**Required task:**
Copy out every line of the items below, requests included, and shift each answer point by adding 75 to both of its coordinates. Leave the pictures out.

**Input data:**
------------------------------------------------

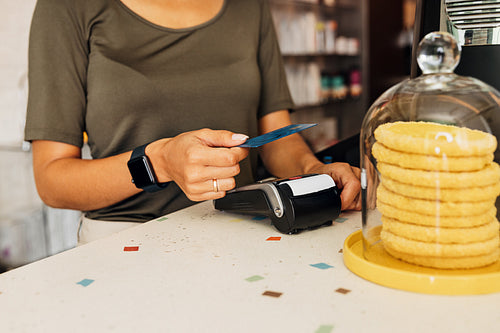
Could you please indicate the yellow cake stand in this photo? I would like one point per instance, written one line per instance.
(388, 271)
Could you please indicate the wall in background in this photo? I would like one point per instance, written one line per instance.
(15, 18)
(28, 229)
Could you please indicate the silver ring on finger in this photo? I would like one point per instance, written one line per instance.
(215, 184)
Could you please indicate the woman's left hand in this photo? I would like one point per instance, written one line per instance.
(347, 178)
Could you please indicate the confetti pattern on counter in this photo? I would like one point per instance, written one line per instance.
(321, 265)
(85, 282)
(324, 329)
(254, 278)
(272, 293)
(343, 291)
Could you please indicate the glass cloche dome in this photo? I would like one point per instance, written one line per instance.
(429, 172)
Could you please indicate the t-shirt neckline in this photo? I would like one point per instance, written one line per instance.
(160, 27)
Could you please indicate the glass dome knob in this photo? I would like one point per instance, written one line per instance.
(438, 52)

------------------------------------------------

**Expected answer:**
Could you please indicate the yellow cake stand in this photo? I would like one point per instance, written one line per instance.
(463, 346)
Could you please indicate the wall in background in this photo? I would like one point per instance, written one line per instance.
(90, 93)
(103, 304)
Could you please indicate the silver ring on finger in this photo? I would like one point per instance, written one line per instance.
(290, 259)
Could you please indicate the woman's left hand in this photo? I would like one point per instance, written one line per instance.
(422, 253)
Could you please indicate the confetti pattern on counter in this photo? I would like one point per instance, written one line per instance.
(396, 340)
(160, 357)
(399, 404)
(329, 353)
(347, 368)
(418, 366)
Could you please indicate the glass cloche dome in this photo? I would like one point per instance, written one line per instance.
(504, 247)
Could you please indicate the t-shirt neckline in this photo? I would like one point per instance, written one line per instance.
(235, 102)
Could you please indicate the glass dome knob in this photo? I would like one point per instance, written one line per instance.
(513, 127)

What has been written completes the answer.